_Records from a data collection_
○ ○ ○ ○
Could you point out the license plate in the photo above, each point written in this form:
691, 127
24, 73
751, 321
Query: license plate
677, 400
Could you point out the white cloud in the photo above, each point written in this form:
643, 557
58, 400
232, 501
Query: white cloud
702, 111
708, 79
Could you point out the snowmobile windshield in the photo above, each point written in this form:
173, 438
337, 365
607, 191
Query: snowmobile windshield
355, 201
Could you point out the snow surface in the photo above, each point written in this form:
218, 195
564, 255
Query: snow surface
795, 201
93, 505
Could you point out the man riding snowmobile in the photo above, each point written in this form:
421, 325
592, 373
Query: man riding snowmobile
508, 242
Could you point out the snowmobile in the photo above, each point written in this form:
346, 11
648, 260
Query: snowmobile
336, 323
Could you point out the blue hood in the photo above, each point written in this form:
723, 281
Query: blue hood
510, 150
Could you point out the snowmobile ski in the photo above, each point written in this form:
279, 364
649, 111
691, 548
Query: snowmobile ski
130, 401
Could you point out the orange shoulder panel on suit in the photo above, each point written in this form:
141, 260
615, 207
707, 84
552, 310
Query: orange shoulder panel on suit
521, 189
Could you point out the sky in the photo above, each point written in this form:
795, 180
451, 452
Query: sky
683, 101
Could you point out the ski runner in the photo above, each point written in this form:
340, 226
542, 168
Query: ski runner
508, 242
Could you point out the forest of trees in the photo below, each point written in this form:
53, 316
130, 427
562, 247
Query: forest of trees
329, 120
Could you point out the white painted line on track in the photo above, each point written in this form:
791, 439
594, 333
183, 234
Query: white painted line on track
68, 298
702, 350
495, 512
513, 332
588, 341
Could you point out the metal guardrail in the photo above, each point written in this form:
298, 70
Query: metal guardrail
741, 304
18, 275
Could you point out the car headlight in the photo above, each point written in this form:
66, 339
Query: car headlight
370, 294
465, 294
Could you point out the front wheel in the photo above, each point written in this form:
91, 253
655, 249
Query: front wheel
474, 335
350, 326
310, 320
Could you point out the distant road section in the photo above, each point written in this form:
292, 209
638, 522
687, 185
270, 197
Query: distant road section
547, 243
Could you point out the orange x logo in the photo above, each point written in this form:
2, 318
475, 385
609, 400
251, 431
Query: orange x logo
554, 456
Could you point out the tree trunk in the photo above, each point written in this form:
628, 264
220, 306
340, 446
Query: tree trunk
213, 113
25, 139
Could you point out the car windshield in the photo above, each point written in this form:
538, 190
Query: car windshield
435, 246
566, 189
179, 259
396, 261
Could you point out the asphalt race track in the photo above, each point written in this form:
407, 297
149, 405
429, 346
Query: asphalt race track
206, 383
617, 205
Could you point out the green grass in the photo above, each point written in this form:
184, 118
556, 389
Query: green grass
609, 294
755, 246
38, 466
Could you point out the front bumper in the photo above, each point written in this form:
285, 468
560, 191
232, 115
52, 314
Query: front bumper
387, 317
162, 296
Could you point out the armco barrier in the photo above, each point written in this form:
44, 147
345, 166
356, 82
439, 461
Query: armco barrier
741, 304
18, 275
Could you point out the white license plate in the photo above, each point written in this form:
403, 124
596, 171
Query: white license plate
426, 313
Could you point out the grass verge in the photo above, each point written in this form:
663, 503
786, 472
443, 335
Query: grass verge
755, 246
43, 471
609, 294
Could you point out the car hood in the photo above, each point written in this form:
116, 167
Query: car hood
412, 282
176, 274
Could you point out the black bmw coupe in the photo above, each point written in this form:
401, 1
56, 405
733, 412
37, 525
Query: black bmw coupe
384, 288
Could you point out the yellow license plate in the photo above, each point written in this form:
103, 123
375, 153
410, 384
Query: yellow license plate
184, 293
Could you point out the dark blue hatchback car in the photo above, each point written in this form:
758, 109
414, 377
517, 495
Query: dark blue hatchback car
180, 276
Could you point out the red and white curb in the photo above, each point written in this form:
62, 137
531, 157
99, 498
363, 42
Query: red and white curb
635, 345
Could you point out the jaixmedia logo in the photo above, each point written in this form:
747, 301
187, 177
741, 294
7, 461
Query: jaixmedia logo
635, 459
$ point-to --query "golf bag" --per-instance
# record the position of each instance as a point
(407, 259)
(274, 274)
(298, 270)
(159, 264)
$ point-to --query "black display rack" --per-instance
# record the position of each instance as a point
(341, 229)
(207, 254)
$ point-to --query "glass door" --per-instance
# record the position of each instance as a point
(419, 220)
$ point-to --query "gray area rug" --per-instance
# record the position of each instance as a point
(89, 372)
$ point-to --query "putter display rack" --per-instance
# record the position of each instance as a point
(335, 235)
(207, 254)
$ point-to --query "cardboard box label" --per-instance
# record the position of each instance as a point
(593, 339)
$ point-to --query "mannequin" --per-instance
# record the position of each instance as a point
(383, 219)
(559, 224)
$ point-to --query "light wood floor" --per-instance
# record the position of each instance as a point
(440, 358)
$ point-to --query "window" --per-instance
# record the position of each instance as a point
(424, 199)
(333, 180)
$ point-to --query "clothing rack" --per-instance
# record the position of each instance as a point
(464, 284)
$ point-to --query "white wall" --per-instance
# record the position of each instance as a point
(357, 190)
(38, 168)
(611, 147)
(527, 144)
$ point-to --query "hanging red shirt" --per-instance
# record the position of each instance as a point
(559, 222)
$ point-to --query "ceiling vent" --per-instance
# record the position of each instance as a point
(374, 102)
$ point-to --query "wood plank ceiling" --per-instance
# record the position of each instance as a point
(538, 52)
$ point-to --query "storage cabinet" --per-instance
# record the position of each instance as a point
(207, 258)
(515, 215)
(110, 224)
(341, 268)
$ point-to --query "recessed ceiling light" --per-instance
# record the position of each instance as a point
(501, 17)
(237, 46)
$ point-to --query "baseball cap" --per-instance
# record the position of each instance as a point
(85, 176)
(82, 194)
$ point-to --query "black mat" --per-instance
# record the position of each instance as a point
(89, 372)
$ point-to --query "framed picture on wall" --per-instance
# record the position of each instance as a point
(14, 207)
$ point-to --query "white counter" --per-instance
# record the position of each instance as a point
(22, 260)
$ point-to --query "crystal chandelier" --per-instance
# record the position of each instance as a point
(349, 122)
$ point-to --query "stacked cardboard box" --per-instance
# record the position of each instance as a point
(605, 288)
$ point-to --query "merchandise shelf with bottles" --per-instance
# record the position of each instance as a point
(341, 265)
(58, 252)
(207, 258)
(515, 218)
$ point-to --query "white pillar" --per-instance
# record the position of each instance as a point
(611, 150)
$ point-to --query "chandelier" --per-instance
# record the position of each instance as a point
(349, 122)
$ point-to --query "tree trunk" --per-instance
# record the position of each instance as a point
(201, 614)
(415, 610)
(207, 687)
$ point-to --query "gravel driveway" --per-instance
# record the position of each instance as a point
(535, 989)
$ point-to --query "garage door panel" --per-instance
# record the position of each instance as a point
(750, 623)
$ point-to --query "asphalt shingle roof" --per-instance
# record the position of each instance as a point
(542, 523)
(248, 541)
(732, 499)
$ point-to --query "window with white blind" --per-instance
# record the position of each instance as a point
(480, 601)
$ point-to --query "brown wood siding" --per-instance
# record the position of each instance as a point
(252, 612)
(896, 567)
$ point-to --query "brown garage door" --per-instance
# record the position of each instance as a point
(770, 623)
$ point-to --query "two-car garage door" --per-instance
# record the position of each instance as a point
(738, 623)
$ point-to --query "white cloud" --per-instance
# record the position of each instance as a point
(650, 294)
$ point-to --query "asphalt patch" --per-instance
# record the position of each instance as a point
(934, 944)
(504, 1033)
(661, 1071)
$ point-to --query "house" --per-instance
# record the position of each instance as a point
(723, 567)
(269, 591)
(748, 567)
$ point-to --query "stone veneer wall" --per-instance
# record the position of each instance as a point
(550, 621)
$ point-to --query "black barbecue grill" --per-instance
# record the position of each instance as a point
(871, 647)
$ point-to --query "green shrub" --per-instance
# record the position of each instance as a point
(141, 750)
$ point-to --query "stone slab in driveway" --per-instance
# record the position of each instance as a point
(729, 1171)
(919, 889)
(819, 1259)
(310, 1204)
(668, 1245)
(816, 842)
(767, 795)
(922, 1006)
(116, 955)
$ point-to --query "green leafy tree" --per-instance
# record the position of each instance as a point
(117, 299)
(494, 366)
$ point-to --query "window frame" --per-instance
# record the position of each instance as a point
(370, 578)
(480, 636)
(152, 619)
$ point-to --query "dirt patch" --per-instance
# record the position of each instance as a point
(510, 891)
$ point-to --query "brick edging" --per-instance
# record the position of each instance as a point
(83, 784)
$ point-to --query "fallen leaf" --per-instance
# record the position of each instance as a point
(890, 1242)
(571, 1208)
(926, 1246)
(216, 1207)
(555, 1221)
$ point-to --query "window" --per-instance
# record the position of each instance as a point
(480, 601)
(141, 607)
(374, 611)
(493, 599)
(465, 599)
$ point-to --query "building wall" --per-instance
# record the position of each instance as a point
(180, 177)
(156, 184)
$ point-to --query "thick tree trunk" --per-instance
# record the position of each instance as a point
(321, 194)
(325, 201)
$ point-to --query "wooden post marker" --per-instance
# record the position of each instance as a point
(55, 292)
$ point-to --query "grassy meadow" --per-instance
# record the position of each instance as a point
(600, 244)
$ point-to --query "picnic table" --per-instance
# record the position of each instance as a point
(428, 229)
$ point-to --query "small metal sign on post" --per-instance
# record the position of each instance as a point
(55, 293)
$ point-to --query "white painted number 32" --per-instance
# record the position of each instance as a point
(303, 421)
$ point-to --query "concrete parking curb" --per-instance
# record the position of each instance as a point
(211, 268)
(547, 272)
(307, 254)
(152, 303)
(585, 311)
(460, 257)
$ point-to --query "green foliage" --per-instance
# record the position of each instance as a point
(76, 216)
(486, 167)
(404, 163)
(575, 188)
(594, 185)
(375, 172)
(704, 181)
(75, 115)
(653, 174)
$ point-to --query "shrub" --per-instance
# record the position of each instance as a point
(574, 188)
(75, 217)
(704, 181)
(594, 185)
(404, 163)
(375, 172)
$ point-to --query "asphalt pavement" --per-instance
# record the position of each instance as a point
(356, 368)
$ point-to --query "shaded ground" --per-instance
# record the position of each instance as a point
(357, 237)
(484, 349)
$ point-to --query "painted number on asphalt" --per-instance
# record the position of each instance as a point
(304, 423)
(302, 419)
○ ○ ○ ○
_Task statement_
Search the entries for the string "chandelier". Copy every line that has it.

_Output for this task_
$ point-to --query "crystal chandelier" --per-instance
$ point-to --query "chandelier" --per-instance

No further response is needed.